• Consigne
Reproduisez intégralement, sans la moindre modification, le texte ci-dessous consacré au décret tertiaire.

• Bloc de texte
En cause le manque de continuité dans la politique gouvernementale. En 2012, l'administration envisage de publier ce fameux décret tertiaire pour mettre en application les obligations du Grenelle 2. Mais, les bâtiments publics sont soumis à l'obligation de rénovation du parc et budgétairement, le moment n'est pas propice. Après le changement de majorité, la gauche lance la transition énergétique. En 2015, c'est Ségolène Royal qui remet le décret tertiaire au goût du jour en introduisant dans la loi de transition énergétique un objectif de réduction des consommations énergétiques du parc tertiaire de 60% à horizon 2050. Un objectif intermédiaire doit être fixé toutes les décennies et publié au moins 5 ans avant son entrée en vigueur par décret. Le décret tertiaire est attendu plus que jamais puisqu'il doit donc fixer les objectifs à 2020 et sonner la mobilisation générale des acteurs de l'immobilier tertiaire.
Deux ans, plus tard, 5 jours avant la fin du mandat de François Hollande, le décret tertiaire voit enfin le jour, instaurant une obligation de réduction de 25% des consommations énergétiques à 2020. L'étendue de l'obligation doit encore être précisée par un arrêté. Le texte n'est toujours pas applicable à moins de 3 ans de sa date butoir et rencontre une véritable levée de boucliers de la part des associations professionnelles du commerce et l'hôtellerie.

Quelques entrées:
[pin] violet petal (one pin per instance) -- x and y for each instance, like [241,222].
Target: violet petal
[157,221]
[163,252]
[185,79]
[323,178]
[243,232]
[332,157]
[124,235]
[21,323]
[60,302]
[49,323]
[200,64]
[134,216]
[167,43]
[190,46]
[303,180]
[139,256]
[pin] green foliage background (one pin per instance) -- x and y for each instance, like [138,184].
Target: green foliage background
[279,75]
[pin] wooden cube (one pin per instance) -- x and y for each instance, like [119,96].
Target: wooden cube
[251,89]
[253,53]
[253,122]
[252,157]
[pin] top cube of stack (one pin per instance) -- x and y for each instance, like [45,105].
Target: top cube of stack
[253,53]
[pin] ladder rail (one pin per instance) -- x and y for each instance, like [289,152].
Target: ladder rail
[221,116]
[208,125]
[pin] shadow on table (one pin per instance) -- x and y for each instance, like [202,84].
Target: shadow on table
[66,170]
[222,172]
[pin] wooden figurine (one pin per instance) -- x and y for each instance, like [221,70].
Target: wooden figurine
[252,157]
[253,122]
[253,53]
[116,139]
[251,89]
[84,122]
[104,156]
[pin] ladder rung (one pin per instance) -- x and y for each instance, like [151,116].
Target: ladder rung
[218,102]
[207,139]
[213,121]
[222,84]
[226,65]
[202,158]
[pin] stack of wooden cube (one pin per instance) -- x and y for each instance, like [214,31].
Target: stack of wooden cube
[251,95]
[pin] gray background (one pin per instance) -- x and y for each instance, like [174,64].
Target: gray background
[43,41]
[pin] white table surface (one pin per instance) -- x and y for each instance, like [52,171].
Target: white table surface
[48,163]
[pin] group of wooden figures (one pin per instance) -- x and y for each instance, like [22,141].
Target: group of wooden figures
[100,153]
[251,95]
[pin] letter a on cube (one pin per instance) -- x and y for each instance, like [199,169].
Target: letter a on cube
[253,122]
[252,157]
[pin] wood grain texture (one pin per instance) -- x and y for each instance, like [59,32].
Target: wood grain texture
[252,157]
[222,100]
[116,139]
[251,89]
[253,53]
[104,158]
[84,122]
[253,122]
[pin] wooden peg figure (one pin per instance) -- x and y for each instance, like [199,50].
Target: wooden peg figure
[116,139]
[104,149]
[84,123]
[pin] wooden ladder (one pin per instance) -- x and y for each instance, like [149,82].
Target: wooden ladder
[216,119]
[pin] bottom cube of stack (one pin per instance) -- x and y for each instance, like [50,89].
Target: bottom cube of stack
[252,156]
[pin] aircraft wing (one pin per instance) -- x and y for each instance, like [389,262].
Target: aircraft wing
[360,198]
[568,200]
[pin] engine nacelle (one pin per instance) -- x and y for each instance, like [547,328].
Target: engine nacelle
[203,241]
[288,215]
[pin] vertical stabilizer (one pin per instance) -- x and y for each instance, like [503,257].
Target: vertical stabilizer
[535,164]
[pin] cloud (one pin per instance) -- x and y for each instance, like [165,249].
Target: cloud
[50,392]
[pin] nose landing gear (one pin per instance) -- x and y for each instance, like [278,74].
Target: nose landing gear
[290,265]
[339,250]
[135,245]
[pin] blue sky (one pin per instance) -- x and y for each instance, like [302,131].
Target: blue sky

• Réponse
En cause le manque de continuité dans la politique gouvernementale. En 2012, l'administration envisage de publier ce fameux décret tertiaire pour mettre en application les obligations du Grenelle 2. Mais, les bâtiments publics sont soumis à l'obligation de rénovation du parc et budgétairement, le moment n'est pas propice. Après le changement de majorité, la gauche lance la transition énergétique. En 2015, c'est Ségolène Royal qui remet le décret tertiaire au goût du jour en introduisant dans la loi de transition énergétique un objectif de réduction des consommations énergétiques du parc tertiaire de 60% à horizon 2050. Un objectif intermédiaire doit être fixé toutes les décennies et publié au moins 5 ans avant son entrée en vigueur par décret. Le décret tertiaire est attendu plus que jamais puisqu'il doit donc fixer les objectifs à 2020 et sonner la mobilisation générale des acteurs de l'immobilier tertiaire.
Deux ans, plus tard, 5 jours avant la fin du mandat de François Hollande, le décret tertiaire voit enfin le jour, instaurant une obligation de réduction de 25% des consommations énergétiques à 2020. L'étendue de l'obligation doit encore être précisée par un arrêté. Le texte n'est toujours pas applicable à moins de 3 ans de sa date butoir et rencontre une véritable levée de boucliers de la part des associations professionnelles du commerce et l'hôtellerie.